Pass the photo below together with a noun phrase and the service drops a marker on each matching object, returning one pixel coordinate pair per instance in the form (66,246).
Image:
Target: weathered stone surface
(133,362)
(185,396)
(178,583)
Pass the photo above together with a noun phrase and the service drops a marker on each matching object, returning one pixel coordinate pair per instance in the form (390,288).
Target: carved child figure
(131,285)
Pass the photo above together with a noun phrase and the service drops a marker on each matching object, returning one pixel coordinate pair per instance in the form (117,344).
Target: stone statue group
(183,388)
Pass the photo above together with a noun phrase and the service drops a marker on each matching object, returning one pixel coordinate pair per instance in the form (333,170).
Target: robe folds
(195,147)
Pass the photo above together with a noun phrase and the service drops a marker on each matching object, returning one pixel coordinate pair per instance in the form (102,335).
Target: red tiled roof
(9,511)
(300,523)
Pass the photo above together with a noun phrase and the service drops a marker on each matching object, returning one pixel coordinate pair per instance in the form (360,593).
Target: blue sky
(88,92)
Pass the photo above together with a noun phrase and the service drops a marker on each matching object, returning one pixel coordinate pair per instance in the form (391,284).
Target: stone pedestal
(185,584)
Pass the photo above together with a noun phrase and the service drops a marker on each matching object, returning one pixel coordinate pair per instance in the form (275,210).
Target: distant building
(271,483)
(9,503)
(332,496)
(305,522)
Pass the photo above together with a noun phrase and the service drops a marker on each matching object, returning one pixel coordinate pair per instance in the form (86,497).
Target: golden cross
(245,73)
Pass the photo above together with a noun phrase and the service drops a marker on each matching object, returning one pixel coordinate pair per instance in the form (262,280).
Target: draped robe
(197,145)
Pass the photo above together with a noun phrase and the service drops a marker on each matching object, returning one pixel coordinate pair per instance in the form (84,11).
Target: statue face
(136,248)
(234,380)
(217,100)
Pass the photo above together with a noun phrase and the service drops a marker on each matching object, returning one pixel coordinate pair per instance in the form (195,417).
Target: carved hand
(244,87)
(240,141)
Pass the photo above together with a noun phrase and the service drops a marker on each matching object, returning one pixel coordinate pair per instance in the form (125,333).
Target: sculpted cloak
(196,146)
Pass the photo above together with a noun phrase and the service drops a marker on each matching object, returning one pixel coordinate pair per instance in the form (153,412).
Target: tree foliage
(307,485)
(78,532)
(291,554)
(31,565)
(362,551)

Exercise goal:
Reproduce everything from the line containing "the form (262,280)." down to the last of the lines above, requests included. Multiply each coordinate in the answers by 2.35 and round to whole numbers, with halves rounded up.

Task answer:
Pass the photo above together with a noun phrase and the service drops a marker on each matching object, returning one pixel coordinate pair per instance in the form (262,280).
Target: draped robe
(463,341)
Pass the photo above together with a noun phrase and the service drops a marker on each matching object, returning one pixel coordinate pair per instance in the form (84,11).
Target: statue face
(320,583)
(550,893)
(510,235)
Pass the photo above together with a noun phrase and the service drops a marker on each matching object, returning one pixel coordinate pair per instance in the form (195,417).
Target: carved hand
(573,204)
(564,331)
Pass the photo above together with a noun phrase and the service drops a marker on each matching object, returning one pixel coordinate pair per instance in the form (125,333).
Target: sculpted cloak
(461,343)
Pass the photo above together with a noun phrase and the service drops a marker on each matching object, returning one pixel coordinate pair per instance in the form (153,412).
Target: tree foliage
(721,1140)
(183,1250)
(684,1302)
(73,1328)
(851,1295)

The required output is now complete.